**WHAT YOU SHOULD DO**: Locate every line in the material below that contains the string "mask", and copy each of those lines. Case counts.

(Image boundary annotation data)
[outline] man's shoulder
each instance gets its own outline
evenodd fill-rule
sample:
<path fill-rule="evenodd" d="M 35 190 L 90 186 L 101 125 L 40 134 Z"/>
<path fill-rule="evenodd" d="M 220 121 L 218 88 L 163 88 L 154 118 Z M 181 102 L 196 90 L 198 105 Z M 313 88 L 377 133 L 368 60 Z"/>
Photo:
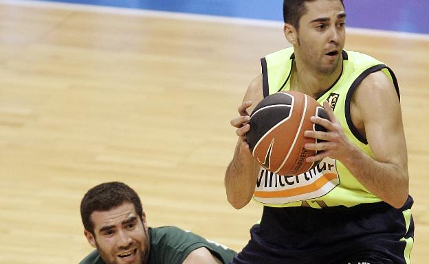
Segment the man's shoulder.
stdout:
<path fill-rule="evenodd" d="M 105 264 L 104 261 L 100 256 L 98 250 L 95 250 L 85 256 L 79 264 Z"/>
<path fill-rule="evenodd" d="M 183 239 L 189 233 L 177 226 L 166 226 L 157 228 L 149 228 L 151 243 L 170 243 L 176 239 Z"/>

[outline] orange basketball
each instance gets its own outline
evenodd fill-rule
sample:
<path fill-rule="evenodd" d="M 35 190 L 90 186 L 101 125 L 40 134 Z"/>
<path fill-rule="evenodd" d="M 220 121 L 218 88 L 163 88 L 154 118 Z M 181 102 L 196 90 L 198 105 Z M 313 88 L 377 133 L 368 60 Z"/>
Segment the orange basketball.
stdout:
<path fill-rule="evenodd" d="M 298 175 L 317 163 L 307 163 L 315 151 L 306 149 L 316 140 L 304 136 L 306 130 L 326 131 L 310 121 L 312 116 L 329 119 L 313 97 L 296 91 L 279 92 L 264 98 L 250 115 L 246 140 L 252 154 L 262 167 L 283 176 Z"/>

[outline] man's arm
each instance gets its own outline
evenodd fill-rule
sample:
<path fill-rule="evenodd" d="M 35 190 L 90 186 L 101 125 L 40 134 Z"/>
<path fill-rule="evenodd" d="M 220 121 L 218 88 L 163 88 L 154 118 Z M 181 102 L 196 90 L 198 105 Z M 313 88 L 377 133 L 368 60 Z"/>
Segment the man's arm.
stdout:
<path fill-rule="evenodd" d="M 212 255 L 207 248 L 202 247 L 189 253 L 183 264 L 222 264 L 222 262 Z"/>
<path fill-rule="evenodd" d="M 325 156 L 338 159 L 371 193 L 395 208 L 402 207 L 408 195 L 407 150 L 401 107 L 392 82 L 382 71 L 371 73 L 352 98 L 352 121 L 366 136 L 373 158 L 349 141 L 327 102 L 324 108 L 331 121 L 315 117 L 312 120 L 328 132 L 305 134 L 327 141 L 306 146 L 325 152 L 308 161 Z"/>
<path fill-rule="evenodd" d="M 239 117 L 231 120 L 236 128 L 239 140 L 232 160 L 225 174 L 225 187 L 228 202 L 236 209 L 249 203 L 254 190 L 259 166 L 254 159 L 245 140 L 245 133 L 250 129 L 248 123 L 250 113 L 263 99 L 262 75 L 256 77 L 250 84 L 239 106 Z"/>

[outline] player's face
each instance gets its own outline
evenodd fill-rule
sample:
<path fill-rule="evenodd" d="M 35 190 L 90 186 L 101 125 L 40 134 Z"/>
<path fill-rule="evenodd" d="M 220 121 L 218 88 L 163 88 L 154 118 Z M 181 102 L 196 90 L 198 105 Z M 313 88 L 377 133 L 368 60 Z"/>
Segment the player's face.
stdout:
<path fill-rule="evenodd" d="M 300 20 L 295 51 L 318 73 L 331 75 L 342 60 L 345 43 L 344 8 L 339 0 L 318 0 L 305 5 L 308 11 Z"/>
<path fill-rule="evenodd" d="M 107 264 L 146 264 L 149 254 L 148 226 L 131 203 L 91 215 L 95 237 L 85 230 L 89 243 L 96 247 Z"/>

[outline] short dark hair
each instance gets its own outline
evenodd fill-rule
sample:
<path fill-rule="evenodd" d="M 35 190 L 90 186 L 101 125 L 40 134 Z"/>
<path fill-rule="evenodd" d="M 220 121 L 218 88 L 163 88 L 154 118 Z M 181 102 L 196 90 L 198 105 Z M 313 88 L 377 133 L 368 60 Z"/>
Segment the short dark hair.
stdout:
<path fill-rule="evenodd" d="M 296 30 L 299 29 L 299 21 L 307 12 L 306 2 L 314 2 L 316 0 L 283 0 L 283 20 L 285 23 L 291 24 Z M 344 7 L 342 0 L 341 3 Z"/>
<path fill-rule="evenodd" d="M 140 198 L 134 190 L 123 182 L 111 182 L 98 184 L 87 192 L 80 202 L 80 217 L 85 228 L 93 235 L 94 223 L 91 215 L 94 211 L 107 211 L 125 202 L 134 204 L 138 216 L 142 218 L 143 207 Z"/>

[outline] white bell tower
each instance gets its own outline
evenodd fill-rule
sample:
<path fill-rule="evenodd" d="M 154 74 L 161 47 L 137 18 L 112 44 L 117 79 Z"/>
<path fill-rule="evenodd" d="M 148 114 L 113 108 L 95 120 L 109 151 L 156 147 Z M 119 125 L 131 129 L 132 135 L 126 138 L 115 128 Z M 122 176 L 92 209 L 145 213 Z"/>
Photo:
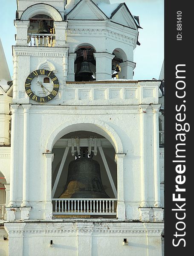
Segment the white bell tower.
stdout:
<path fill-rule="evenodd" d="M 17 3 L 5 255 L 162 256 L 161 81 L 133 80 L 138 19 L 109 0 Z M 83 148 L 106 198 L 61 196 Z"/>

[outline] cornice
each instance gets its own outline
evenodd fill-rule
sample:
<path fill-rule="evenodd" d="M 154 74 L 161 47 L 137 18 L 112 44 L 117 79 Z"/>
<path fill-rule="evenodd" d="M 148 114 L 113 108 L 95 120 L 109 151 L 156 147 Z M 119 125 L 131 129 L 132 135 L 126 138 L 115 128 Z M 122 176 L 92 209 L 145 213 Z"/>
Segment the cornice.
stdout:
<path fill-rule="evenodd" d="M 95 235 L 111 236 L 127 235 L 129 236 L 159 236 L 163 231 L 163 223 L 134 222 L 84 222 L 65 223 L 28 222 L 6 223 L 5 226 L 9 236 L 42 236 L 92 233 Z"/>
<path fill-rule="evenodd" d="M 127 43 L 128 42 L 133 46 L 135 44 L 136 41 L 134 38 L 131 36 L 129 36 L 123 34 L 120 34 L 117 32 L 112 31 L 109 29 L 83 29 L 83 28 L 69 28 L 67 30 L 67 34 L 68 36 L 84 36 L 89 35 L 91 36 L 91 35 L 93 35 L 94 36 L 101 35 L 103 36 L 110 36 L 111 38 L 113 38 L 114 39 L 118 40 L 122 40 Z"/>
<path fill-rule="evenodd" d="M 14 56 L 41 56 L 47 57 L 64 57 L 67 56 L 68 47 L 52 47 L 52 51 L 49 47 L 40 47 L 13 46 Z"/>
<path fill-rule="evenodd" d="M 143 107 L 144 109 L 147 109 L 148 107 L 145 106 Z M 90 105 L 86 106 L 78 106 L 75 105 L 75 106 L 69 106 L 66 105 L 32 105 L 31 108 L 31 110 L 39 109 L 41 110 L 140 110 L 142 107 L 139 107 L 139 105 L 106 105 L 104 106 L 98 106 L 96 105 Z"/>

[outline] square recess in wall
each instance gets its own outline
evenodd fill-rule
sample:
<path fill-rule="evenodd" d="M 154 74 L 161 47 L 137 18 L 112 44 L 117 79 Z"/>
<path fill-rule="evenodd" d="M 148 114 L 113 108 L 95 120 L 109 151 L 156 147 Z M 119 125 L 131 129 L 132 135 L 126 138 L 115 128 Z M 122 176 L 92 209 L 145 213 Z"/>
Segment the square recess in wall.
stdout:
<path fill-rule="evenodd" d="M 64 99 L 75 99 L 75 90 L 66 90 L 64 92 Z"/>
<path fill-rule="evenodd" d="M 101 89 L 94 90 L 94 99 L 106 99 L 106 90 Z"/>
<path fill-rule="evenodd" d="M 121 99 L 121 89 L 110 89 L 109 95 L 110 99 Z"/>
<path fill-rule="evenodd" d="M 154 98 L 155 88 L 143 88 L 143 96 L 144 98 Z"/>
<path fill-rule="evenodd" d="M 25 91 L 20 91 L 19 92 L 19 98 L 20 99 L 22 98 L 25 98 L 26 96 L 27 96 L 27 95 Z"/>
<path fill-rule="evenodd" d="M 125 89 L 125 99 L 137 99 L 137 91 L 136 88 Z"/>
<path fill-rule="evenodd" d="M 79 99 L 91 99 L 90 90 L 79 90 Z"/>

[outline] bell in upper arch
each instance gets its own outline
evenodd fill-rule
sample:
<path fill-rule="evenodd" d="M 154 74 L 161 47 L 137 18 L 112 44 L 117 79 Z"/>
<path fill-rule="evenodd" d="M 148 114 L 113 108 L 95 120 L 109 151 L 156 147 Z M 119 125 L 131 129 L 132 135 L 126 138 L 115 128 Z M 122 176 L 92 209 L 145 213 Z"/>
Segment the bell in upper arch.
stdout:
<path fill-rule="evenodd" d="M 81 64 L 80 70 L 75 78 L 77 81 L 90 81 L 93 80 L 92 75 L 93 72 L 91 70 L 90 64 L 88 61 L 84 61 Z"/>
<path fill-rule="evenodd" d="M 98 163 L 88 157 L 87 148 L 69 165 L 67 179 L 61 198 L 110 198 L 104 191 Z"/>
<path fill-rule="evenodd" d="M 50 34 L 48 25 L 44 20 L 39 21 L 39 27 L 38 31 L 38 34 Z"/>

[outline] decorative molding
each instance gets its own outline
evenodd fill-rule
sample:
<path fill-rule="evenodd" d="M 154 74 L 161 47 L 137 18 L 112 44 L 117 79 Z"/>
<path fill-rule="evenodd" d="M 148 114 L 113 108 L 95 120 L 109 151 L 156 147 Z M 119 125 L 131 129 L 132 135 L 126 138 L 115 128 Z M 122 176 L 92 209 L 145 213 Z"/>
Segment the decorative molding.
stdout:
<path fill-rule="evenodd" d="M 75 111 L 75 108 L 77 110 L 139 110 L 140 109 L 139 105 L 136 106 L 132 105 L 124 105 L 119 106 L 116 105 L 105 105 L 105 106 L 98 106 L 91 105 L 88 106 L 80 106 L 75 105 L 75 106 L 67 106 L 67 105 L 32 105 L 31 109 L 40 109 L 48 110 L 72 110 Z M 145 108 L 146 109 L 146 108 Z M 66 114 L 67 113 L 66 113 Z"/>
<path fill-rule="evenodd" d="M 52 47 L 52 52 L 49 47 L 25 47 L 14 46 L 14 56 L 37 56 L 49 57 L 68 56 L 69 47 Z"/>
<path fill-rule="evenodd" d="M 44 222 L 10 223 L 5 224 L 6 230 L 9 235 L 25 236 L 48 236 L 59 234 L 66 236 L 76 236 L 81 233 L 92 233 L 95 236 L 111 234 L 113 236 L 123 236 L 124 234 L 131 236 L 146 236 L 148 234 L 154 236 L 159 236 L 162 233 L 164 224 L 156 223 L 135 223 L 115 221 L 78 222 L 54 222 L 53 221 Z"/>
<path fill-rule="evenodd" d="M 10 158 L 11 154 L 0 153 L 0 158 Z"/>
<path fill-rule="evenodd" d="M 40 3 L 32 5 L 26 9 L 21 15 L 21 20 L 28 20 L 35 15 L 44 14 L 50 16 L 55 21 L 62 21 L 63 19 L 58 11 L 51 6 Z"/>
<path fill-rule="evenodd" d="M 99 35 L 108 36 L 118 40 L 122 40 L 125 42 L 129 42 L 131 45 L 134 45 L 136 41 L 134 38 L 132 38 L 122 34 L 119 34 L 107 29 L 67 29 L 67 36 L 81 35 L 86 36 L 87 35 L 98 36 Z"/>
<path fill-rule="evenodd" d="M 46 69 L 49 70 L 50 71 L 53 71 L 56 70 L 56 67 L 55 65 L 51 61 L 46 59 L 45 61 L 42 62 L 38 65 L 37 69 Z"/>

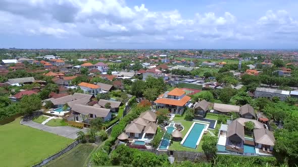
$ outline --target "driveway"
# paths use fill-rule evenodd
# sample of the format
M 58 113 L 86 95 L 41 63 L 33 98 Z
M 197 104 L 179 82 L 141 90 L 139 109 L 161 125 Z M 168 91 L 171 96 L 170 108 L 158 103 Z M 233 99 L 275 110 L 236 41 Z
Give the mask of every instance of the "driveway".
M 68 126 L 49 126 L 45 125 L 42 125 L 32 121 L 27 122 L 21 121 L 21 124 L 31 127 L 40 129 L 41 130 L 48 132 L 49 133 L 56 134 L 57 135 L 69 138 L 72 139 L 75 139 L 78 136 L 77 132 L 80 131 L 85 133 L 87 132 L 86 129 L 78 129 Z

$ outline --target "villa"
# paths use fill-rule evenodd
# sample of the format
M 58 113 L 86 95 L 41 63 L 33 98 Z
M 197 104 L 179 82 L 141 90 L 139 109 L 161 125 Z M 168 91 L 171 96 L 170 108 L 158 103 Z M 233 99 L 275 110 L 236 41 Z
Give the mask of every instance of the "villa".
M 188 106 L 190 97 L 185 95 L 183 90 L 175 88 L 161 95 L 155 102 L 157 109 L 167 108 L 172 114 L 182 115 Z
M 96 96 L 102 92 L 101 87 L 97 85 L 82 82 L 79 84 L 78 86 L 84 91 L 85 94 L 88 93 Z

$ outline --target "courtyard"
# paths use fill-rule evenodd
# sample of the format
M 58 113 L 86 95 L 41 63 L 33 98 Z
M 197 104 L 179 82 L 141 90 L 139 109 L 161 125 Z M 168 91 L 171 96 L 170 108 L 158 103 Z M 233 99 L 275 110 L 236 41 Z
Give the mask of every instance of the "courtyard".
M 18 118 L 0 126 L 2 166 L 29 166 L 59 152 L 73 140 L 21 125 Z M 4 135 L 5 134 L 5 135 Z M 16 160 L 16 158 L 18 158 Z

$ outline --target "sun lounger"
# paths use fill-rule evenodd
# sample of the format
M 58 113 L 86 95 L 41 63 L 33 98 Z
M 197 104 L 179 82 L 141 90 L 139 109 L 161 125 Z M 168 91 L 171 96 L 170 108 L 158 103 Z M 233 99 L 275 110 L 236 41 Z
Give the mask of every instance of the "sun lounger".
M 271 153 L 271 151 L 270 151 L 270 150 L 269 149 L 269 148 L 267 148 L 267 152 L 268 152 L 268 153 Z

**RESULT OF THIS TASK**:
Give the mask of every instance of the "driveway".
Give the mask of every instance of the "villa".
Give the mask of every instance of the "courtyard".
Give the mask of every instance of the "sun lounger".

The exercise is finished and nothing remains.